━━━ SOURCE TEXT

The Search Client 722 may be an end user, portlet, or web page that issues a query to the Search Server 720. By allowing a web page to embed a query, dynamic document lists are possible. This feature saves web masters many hours of work manually updating document lists. For example, a web master may wish to have links on a web page that link to each price list document for all service offerings issued by the enterprise in North America in the past three years. Rather than manually finding and entering links to these documents within the web page, the web master merely embeds code within the web page that performs a search of the document index hub for the specified document types and creates links within the web page to each document found from the document index hub. Thus, the web master for a particular web page need not be familiar with the document formatting used by each department or entity within the enterprise to find relevant documents for the web page, but must merely code to have a search of the document index hub.
This allows information from one part of the entity to be shared with another part of the entity relatively seamlessly and effortlessly. Such a feature may not be terribly important for small organizations, but may be vital for large organizations where there are thousands of people in different departments constantly creating documents that may also have relevance to others within the organization. Thus, the present invention allows large organizations to leverage the skills and experiences of a large number of people. Therefore, the same work need not be performed twice by different people in different parts of the organization working independently of each other and having no knowledge of the other's work, since people in different departments within the same enterprise now have much more greater access to the assets of the enterprise.
Furthermore, because many searches can be performed by web pages created specifically for various types of people within the organization by web masters having knowledge of the formatting of the document index hub, but not necessarily knowledge of the document management practices of any specific department, and because the web masters know the types of things important to the audience for which their web page is created, more of the enterprise's document assets are available to each individual in the enterprise. However, more importantly, the document lists may be shorter and more relevant to the end user because the documents are tagged more efficiently by the present invention allowing a web master to create a better more focused search.

━━━━━━

### SHORT TASK 1
Reproduce the search client passage verbatim, from start to finish.

━━━ ENTRIES PROVIDED

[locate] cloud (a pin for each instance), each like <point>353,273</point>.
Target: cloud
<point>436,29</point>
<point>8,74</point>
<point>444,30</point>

━━━━━━

### SHORT TASK 2
Copy out every line of the records in full, leaving all other lines unchanged but multiplying each point coordinate in the answers by 2.2 and rounding to whole numbers, with halves rounded up.

### CORRECT RESPONSE 1
The Search Client 722 may be an end user, portlet, or web page that issues a query to the Search Server 720. By allowing a web page to embed a query, dynamic document lists are possible. This feature saves web masters many hours of work manually updating document lists. For example, a web master may wish to have links on a web page that link to each price list document for all service offerings issued by the enterprise in North America in the past three years. Rather than manually finding and entering links to these documents within the web page, the web master merely embeds code within the web page that performs a search of the document index hub for the specified document types and creates links within the web page to each document found from the document index hub. Thus, the web master for a particular web page need not be familiar with the document formatting used by each department or entity within the enterprise to find relevant documents for the web page, but must merely code to have a search of the document index hub.
This allows information from one part of the entity to be shared with another part of the entity relatively seamlessly and effortlessly. Such a feature may not be terribly important for small organizations, but may be vital for large organizations where there are thousands of people in different departments constantly creating documents that may also have relevance to others within the organization. Thus, the present invention allows large organizations to leverage the skills and experiences of a large number of people. Therefore, the same work need not be performed twice by different people in different parts of the organization working independently of each other and having no knowledge of the other's work, since people in different departments within the same enterprise now have much more greater access to the assets of the enterprise.
Furthermore, because many searches can be performed by web pages created specifically for various types of people within the organization by web masters having knowledge of the formatting of the document index hub, but not necessarily knowledge of the document management practices of any specific department, and because the web masters know the types of things important to the audience for which their web page is created, more of the enterprise's document assets are available to each individual in the enterprise. However, more importantly, the document lists may be shorter and more relevant to the end user because the documents are tagged more efficiently by the present invention allowing a web master to create a better more focused search.

### CORRECT RESPONSE 2
[locate] cloud (a pin for each instance), each like <point>353,273</point>.
Target: cloud
<point>959,64</point>
<point>18,163</point>
<point>977,66</point>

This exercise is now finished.